● **DOCUMENT SEGMENT**
___
Al-Fateh
- Full name: Al-Fateh Sports Club
- Nicknames: Al Namothji (The Role Model) Abna Al Nakhil (Sons of the Palm)
- Founded: 1958; 68 years ago
- Ground: Al-Fateh Stadium
- Capacity: 11,851
- Chairman: Mansour Al-Afaliq
- Head coach: Khaled Al-Atwi
- League: Saudi Pro League
- 2025–26: Pro League, 11th of 18
- Website: fatehclub.com
| Home colours | Away colours |

= Al Fateh SC =

Association football club in Saudi Arabia

Al Fateh active departments
| Football (men's) | Basketball (men's) |

Al-Fateh Sports Club (نادي الفتح الرياضي) is a Saudi Arabian multi-sports club based in Al-Mubarraz, Al-Ahsa. It is mainly known for its professional football club. The club derives its nickname from the fact that almost all of its sections play in the national top flights.
___
● **RECORD EXTRACTS**
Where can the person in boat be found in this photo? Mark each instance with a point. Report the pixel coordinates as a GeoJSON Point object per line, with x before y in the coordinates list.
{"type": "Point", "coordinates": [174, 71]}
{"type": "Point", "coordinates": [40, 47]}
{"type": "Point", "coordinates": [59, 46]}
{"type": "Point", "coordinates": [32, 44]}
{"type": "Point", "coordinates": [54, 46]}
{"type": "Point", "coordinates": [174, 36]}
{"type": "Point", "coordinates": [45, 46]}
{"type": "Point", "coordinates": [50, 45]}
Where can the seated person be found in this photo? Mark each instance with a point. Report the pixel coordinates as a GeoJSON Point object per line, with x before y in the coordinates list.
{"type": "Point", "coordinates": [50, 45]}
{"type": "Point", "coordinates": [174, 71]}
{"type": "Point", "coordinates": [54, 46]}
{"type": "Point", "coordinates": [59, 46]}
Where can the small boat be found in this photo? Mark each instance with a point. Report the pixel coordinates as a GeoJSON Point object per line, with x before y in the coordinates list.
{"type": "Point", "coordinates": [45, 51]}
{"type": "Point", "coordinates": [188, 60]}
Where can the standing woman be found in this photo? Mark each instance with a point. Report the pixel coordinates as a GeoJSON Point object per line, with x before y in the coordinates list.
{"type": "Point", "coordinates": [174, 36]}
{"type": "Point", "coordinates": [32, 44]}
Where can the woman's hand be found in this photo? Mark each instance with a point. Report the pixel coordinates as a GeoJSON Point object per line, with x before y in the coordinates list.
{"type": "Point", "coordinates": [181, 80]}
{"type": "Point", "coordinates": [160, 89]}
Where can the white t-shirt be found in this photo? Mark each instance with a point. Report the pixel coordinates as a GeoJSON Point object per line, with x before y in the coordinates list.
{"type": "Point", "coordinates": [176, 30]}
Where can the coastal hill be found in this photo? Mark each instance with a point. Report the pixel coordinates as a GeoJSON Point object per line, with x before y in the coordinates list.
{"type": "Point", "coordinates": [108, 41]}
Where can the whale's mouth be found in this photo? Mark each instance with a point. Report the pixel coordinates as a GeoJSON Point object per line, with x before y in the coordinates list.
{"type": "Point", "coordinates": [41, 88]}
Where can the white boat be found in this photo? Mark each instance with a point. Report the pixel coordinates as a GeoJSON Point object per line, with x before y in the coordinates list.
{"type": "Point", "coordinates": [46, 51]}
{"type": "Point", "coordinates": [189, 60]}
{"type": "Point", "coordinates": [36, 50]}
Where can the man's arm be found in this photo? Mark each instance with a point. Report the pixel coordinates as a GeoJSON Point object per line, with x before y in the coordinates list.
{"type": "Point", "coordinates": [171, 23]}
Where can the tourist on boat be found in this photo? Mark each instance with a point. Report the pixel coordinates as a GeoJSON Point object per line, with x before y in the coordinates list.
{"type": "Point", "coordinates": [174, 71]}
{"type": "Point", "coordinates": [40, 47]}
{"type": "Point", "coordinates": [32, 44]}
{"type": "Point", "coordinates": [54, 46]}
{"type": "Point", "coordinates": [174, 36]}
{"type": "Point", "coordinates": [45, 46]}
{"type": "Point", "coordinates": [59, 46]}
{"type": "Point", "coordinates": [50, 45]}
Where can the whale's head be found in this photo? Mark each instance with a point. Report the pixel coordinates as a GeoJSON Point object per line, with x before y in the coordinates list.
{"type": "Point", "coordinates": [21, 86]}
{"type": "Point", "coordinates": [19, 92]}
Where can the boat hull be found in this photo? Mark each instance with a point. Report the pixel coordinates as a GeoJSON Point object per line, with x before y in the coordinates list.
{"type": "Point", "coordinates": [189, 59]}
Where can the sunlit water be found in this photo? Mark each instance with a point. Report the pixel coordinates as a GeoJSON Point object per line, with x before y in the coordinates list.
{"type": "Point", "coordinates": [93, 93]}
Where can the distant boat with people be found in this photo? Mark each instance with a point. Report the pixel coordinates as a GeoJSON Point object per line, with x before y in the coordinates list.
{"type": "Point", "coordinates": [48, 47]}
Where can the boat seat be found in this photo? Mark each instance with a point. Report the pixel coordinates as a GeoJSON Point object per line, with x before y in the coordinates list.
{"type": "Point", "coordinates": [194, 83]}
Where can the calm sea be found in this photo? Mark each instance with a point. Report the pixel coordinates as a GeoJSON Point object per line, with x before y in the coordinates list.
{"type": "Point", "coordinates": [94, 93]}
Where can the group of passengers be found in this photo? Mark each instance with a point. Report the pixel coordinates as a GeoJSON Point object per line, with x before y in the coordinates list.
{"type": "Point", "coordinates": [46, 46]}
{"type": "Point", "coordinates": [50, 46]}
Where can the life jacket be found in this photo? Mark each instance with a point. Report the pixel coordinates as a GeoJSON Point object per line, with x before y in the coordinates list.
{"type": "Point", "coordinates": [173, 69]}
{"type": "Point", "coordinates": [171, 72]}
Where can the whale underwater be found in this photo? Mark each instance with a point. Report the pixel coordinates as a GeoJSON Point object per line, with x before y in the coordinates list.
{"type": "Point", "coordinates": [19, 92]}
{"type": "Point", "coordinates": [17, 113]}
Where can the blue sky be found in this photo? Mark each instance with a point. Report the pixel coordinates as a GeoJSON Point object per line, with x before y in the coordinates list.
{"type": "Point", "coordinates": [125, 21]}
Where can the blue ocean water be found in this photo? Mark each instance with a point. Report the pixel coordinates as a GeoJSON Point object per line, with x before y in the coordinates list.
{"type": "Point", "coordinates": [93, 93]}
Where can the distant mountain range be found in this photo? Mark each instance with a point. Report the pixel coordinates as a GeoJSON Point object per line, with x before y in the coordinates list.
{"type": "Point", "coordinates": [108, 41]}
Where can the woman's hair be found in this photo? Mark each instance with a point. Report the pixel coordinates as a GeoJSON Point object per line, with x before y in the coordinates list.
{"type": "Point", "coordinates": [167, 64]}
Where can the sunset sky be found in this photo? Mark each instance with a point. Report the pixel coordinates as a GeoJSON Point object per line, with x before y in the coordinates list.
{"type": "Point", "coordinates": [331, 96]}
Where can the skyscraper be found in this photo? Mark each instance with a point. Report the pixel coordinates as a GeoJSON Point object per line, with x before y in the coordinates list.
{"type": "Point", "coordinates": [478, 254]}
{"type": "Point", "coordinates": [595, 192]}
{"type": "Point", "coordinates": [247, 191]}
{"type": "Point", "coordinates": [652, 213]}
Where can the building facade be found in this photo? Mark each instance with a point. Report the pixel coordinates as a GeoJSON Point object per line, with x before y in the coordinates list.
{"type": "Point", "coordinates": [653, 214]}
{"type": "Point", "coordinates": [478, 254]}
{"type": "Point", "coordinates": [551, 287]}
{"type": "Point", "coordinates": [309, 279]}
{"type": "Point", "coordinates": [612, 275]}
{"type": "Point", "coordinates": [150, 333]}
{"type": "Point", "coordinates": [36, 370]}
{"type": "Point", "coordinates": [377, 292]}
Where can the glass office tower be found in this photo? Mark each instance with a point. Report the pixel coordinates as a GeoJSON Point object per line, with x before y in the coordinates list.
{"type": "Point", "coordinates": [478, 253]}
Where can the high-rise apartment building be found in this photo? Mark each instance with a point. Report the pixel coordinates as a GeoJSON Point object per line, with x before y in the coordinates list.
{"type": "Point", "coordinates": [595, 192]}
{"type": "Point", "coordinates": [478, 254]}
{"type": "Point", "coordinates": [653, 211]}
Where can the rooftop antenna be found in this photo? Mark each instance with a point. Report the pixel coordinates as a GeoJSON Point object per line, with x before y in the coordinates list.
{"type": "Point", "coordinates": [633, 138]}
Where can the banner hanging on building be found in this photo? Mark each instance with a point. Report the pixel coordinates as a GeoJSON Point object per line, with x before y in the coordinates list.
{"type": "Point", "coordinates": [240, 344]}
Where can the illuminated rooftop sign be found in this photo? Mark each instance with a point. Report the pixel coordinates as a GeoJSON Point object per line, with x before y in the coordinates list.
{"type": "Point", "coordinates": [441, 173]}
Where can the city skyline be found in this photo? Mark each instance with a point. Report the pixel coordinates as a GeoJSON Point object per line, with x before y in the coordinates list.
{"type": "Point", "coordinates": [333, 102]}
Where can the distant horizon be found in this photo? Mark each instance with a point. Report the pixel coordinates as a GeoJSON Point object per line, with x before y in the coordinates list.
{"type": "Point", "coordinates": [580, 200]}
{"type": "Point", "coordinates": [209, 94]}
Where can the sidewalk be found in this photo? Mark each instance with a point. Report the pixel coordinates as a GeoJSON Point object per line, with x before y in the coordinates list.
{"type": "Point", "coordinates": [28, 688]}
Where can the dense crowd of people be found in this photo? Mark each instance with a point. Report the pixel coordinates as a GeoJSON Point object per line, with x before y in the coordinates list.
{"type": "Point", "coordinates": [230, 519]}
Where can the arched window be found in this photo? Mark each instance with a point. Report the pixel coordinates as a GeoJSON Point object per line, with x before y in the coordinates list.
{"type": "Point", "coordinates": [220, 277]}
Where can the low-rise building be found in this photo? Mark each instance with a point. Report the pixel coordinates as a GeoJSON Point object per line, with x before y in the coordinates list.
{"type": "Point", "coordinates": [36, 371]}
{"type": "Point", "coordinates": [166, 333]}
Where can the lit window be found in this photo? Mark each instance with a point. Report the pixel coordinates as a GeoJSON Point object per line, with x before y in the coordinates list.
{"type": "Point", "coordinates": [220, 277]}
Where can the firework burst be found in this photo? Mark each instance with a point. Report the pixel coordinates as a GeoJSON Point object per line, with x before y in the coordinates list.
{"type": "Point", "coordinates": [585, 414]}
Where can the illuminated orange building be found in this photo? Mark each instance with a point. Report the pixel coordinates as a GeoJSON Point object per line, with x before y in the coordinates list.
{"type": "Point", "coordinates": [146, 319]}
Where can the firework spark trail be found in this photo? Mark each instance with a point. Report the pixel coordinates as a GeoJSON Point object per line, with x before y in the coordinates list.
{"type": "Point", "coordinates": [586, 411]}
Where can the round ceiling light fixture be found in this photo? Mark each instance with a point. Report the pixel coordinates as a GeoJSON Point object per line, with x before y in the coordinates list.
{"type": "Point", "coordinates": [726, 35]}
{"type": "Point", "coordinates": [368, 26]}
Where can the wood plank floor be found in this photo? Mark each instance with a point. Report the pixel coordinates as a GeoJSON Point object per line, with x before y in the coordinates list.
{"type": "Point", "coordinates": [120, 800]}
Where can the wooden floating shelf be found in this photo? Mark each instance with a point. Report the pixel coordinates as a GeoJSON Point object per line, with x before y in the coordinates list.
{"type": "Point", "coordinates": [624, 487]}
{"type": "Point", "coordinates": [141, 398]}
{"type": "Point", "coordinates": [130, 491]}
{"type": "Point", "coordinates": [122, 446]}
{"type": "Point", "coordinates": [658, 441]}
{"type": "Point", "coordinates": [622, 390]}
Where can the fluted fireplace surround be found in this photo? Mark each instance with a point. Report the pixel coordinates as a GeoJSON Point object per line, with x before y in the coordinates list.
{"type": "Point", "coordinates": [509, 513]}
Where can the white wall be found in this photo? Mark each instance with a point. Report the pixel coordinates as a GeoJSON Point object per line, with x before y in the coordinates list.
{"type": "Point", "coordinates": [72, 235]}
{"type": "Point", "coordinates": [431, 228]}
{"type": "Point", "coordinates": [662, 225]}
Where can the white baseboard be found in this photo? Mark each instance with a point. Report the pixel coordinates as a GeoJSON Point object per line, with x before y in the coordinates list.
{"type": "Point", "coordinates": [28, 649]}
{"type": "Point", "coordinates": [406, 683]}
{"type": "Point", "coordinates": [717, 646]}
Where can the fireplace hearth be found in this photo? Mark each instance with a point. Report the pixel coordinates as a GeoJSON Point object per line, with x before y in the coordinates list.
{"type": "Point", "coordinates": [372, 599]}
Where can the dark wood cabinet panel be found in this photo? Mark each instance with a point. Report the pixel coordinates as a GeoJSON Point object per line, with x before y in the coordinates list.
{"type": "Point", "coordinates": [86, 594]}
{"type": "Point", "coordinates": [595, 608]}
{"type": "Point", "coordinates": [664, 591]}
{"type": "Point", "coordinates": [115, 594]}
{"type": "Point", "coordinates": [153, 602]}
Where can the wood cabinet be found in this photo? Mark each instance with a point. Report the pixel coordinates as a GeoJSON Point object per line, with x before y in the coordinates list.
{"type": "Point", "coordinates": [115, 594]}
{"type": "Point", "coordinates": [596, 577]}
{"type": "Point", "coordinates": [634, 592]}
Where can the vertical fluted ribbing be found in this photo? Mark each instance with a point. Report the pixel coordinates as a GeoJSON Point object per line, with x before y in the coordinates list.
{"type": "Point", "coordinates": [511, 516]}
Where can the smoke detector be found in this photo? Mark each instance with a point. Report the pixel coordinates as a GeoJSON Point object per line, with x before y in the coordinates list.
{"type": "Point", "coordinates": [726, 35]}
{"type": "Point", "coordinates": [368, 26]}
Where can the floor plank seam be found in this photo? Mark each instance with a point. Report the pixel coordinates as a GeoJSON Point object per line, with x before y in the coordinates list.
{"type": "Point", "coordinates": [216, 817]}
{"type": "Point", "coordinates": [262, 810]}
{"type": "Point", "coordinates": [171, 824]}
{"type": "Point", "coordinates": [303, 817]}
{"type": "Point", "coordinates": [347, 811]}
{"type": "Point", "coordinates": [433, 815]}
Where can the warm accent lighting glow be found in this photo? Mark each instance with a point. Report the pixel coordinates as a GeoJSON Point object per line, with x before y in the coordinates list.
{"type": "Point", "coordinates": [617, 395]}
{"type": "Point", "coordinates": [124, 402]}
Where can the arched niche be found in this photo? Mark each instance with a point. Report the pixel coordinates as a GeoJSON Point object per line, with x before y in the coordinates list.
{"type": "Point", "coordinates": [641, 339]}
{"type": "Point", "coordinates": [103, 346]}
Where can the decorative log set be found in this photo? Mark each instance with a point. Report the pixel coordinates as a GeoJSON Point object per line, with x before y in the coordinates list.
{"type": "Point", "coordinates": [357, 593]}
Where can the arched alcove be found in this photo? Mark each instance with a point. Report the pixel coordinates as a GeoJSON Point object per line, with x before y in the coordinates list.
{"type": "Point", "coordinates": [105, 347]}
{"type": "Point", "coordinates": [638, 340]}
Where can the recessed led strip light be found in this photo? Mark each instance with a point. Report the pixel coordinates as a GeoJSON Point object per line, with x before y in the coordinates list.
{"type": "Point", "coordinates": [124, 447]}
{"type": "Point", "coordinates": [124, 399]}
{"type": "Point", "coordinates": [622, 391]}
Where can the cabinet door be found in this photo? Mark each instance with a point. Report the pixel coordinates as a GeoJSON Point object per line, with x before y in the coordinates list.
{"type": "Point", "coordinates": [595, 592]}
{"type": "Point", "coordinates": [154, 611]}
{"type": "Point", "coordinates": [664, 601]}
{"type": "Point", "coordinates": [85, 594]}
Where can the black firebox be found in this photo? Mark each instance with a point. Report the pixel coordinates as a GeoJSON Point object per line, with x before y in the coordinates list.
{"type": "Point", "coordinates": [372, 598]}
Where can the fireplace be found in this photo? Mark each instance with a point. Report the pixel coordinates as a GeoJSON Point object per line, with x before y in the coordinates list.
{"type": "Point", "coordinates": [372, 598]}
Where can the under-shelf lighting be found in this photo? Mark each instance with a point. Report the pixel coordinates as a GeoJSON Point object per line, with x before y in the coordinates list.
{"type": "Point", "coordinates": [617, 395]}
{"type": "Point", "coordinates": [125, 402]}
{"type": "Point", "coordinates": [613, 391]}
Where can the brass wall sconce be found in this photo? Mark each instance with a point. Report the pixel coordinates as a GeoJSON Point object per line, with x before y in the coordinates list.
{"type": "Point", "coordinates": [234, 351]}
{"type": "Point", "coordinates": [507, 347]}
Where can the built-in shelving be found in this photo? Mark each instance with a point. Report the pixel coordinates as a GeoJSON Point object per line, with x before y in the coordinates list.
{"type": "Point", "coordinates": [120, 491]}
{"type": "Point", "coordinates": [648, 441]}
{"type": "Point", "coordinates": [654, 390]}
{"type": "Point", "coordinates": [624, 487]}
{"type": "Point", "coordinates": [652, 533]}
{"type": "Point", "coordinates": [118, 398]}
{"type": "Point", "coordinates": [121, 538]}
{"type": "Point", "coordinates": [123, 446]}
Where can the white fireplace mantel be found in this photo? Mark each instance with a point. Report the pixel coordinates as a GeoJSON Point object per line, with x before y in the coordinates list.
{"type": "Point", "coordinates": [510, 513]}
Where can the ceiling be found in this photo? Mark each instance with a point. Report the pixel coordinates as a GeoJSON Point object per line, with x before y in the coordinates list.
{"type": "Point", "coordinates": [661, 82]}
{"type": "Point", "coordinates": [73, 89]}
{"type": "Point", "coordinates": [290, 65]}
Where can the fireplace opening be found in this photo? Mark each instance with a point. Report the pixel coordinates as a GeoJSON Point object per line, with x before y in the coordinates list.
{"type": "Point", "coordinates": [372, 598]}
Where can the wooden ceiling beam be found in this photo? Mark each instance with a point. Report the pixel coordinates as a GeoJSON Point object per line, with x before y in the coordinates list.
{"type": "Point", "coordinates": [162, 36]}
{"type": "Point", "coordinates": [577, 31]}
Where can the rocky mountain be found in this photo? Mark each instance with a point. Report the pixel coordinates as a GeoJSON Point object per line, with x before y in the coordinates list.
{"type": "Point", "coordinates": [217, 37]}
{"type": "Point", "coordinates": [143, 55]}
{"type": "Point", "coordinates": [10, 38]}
___
● **THINGS TO DO**
- A) Return everything in the Al-Fateh Sports Club text above from "Association football club" down to "national top flights.".
- B) According to the Al-Fateh Sports Club text, in which city is the club based?

● **OUTPUTS**
- A)
Association football club in Saudi Arabia

Al Fateh active departments
| Football (men's) | Basketball (men's) |

Al-Fateh Sports Club (نادي الفتح الرياضي) is a Saudi Arabian multi-sports club based in Al-Mubarraz, Al-Ahsa. It is mainly known for its professional football club. The club derives its nickname from the fact that almost all of its sections play in the national top flights.

- B) Al-Mubarraz, Al-Ahsa